### What the task requires
Write out the entries again exactly as they are given.

### Stored data entries
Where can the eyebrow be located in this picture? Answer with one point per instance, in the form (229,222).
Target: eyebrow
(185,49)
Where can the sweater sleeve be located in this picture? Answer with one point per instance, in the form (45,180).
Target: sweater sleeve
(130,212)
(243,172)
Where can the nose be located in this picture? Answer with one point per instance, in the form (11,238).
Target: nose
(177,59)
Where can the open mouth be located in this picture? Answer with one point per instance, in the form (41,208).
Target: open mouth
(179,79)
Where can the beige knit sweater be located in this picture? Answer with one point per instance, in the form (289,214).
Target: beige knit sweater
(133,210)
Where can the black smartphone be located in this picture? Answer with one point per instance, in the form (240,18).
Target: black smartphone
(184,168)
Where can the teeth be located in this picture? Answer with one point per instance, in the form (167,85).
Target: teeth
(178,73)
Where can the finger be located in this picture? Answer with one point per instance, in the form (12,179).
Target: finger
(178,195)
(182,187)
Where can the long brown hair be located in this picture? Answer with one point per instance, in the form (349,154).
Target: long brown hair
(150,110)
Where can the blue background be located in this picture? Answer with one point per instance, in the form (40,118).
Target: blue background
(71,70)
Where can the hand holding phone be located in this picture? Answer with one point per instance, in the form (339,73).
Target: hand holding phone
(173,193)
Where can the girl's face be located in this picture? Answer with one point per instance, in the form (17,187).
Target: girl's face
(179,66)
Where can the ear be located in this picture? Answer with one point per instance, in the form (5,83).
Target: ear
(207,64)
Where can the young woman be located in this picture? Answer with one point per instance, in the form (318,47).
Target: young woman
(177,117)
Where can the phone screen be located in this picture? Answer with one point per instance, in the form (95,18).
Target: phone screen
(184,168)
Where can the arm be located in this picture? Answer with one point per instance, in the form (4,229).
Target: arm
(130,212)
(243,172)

### Solved problem
Where can the eyebrow be located in this picture? Answer with one point per instance, in the form (229,222).
Target: eyebrow
(185,49)
Where can the sweater sleeve be located in this picture? Answer with one point per instance, in the form (45,180).
Target: sweater sleeve
(130,212)
(243,172)
Where can the nose be located in this picture? Answer with one point per instance, in the form (11,238).
Target: nose
(177,59)
Where can the open mouth be located in this picture? Answer with one point per instance, in the form (41,208).
Target: open mouth
(179,79)
Where can the beige knit sweater be located in this picture? Answer with one point per instance, in the form (289,214).
Target: beige knit sweater
(133,210)
Where can the black smartphone be located in this picture? Answer with one point per instance, in the form (240,18).
Target: black smartphone
(184,168)
Where can the teeth be located in this picture? Answer with one point per instance, in the form (167,85).
Target: teeth
(178,73)
Where can the finger be located in this picture? Answer with one point per instance, in the form (12,179).
Target: finger
(178,195)
(182,187)
Where can the long brown hair be located in this picture? Answer with one point per instance, in the form (349,154).
Target: long brown hair
(150,110)
Where can the blue background be located in this picture? Answer with one point per instance, in the form (40,118).
Target: blue background
(71,70)
Where can the hand holding phone be located in this picture? Answer with one point per instance, in the form (339,73).
Target: hand holding phone
(173,193)
Where can the girl's face be located in this picture? Answer with one point per instance, in the form (17,187).
Target: girl's face
(179,66)
Where can the ear be located in this picture? Answer with one point per instance, in the form (5,83).
Target: ear
(207,64)
Where can the young woman be located in this picture? Answer with one point per instance, in the form (318,47).
Target: young woman
(177,117)
Where can the phone screen be located in this picture? Answer with one point per instance, in the form (95,18).
Target: phone screen
(184,168)
Where can the arm be located in this picture? Answer with one point per instance, in the form (4,229).
Target: arm
(130,212)
(243,172)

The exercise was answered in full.